Transcribe word for word the lines spanning the line with "Expected: one pin per instance of the building" through the end of the records.

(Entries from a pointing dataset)

— begin —

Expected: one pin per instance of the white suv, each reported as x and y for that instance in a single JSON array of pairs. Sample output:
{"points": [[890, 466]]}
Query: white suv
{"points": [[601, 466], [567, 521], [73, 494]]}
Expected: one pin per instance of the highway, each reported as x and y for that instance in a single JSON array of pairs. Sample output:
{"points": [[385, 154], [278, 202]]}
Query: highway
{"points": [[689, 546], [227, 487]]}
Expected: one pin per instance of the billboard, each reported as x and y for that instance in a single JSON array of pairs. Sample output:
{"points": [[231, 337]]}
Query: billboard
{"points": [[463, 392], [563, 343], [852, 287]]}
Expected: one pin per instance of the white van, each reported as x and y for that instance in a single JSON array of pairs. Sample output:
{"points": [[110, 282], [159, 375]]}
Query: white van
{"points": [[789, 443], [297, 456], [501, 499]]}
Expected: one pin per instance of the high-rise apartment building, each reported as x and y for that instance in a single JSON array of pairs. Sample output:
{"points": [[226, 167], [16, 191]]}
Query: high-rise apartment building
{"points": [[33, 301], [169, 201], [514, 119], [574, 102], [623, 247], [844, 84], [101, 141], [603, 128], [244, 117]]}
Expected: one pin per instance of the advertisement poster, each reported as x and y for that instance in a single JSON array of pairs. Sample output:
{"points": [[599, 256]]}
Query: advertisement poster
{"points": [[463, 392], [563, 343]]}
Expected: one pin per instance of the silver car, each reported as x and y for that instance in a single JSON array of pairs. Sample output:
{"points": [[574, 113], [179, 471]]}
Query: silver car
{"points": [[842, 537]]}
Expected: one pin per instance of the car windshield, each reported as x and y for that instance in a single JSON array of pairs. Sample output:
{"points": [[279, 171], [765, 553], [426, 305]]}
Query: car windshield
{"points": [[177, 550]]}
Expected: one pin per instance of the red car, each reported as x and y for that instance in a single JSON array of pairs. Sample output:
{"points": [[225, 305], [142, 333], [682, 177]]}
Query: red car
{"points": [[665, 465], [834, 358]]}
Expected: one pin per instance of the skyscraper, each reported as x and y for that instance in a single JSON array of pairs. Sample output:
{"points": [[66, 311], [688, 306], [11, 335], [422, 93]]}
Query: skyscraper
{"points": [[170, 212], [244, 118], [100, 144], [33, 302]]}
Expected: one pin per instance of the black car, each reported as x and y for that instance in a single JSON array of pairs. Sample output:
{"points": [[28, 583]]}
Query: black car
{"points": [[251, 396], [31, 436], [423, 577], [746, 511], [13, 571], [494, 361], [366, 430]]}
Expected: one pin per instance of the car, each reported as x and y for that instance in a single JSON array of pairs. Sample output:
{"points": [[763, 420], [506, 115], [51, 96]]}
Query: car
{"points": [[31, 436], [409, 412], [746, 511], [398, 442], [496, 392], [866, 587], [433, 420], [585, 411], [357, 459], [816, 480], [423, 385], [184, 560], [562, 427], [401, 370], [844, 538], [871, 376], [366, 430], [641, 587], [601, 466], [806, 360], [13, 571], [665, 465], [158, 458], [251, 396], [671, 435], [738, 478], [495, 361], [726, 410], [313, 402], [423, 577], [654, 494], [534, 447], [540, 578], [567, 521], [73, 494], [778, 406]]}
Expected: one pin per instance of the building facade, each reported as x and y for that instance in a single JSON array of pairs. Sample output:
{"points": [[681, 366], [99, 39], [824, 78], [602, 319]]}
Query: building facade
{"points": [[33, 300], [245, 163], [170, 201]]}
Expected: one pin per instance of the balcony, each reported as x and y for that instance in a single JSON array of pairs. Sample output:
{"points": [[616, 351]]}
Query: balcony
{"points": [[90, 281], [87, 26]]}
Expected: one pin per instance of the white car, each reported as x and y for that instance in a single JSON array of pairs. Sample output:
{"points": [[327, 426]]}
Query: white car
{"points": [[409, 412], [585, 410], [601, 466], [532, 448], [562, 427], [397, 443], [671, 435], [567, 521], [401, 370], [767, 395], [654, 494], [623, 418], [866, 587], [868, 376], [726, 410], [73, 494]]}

— end —

▶ SOLUTION TO THIS TASK:
Expected: one pin per instance of the building facade, each reported as x and y for that instance in a single JSON array of pairs. Sample output:
{"points": [[681, 366], [99, 39], [824, 78], [602, 319]]}
Query: building facade
{"points": [[33, 300], [245, 163], [170, 201]]}
Expected: one pin per instance of the balcony, each reported as x and y for that instance in a single JSON array of pairs. Sample output:
{"points": [[616, 351]]}
Query: balcony
{"points": [[90, 281], [87, 26]]}
Expected: one pin per instance of the white car, each reported as x and y for that instance in a single JSON array of pairs. Sample output:
{"points": [[327, 426]]}
Query: white car
{"points": [[409, 412], [585, 410], [601, 466], [532, 448], [562, 427], [397, 443], [671, 435], [567, 521], [401, 370], [767, 395], [654, 494], [623, 418], [866, 587], [868, 376], [726, 410], [73, 494]]}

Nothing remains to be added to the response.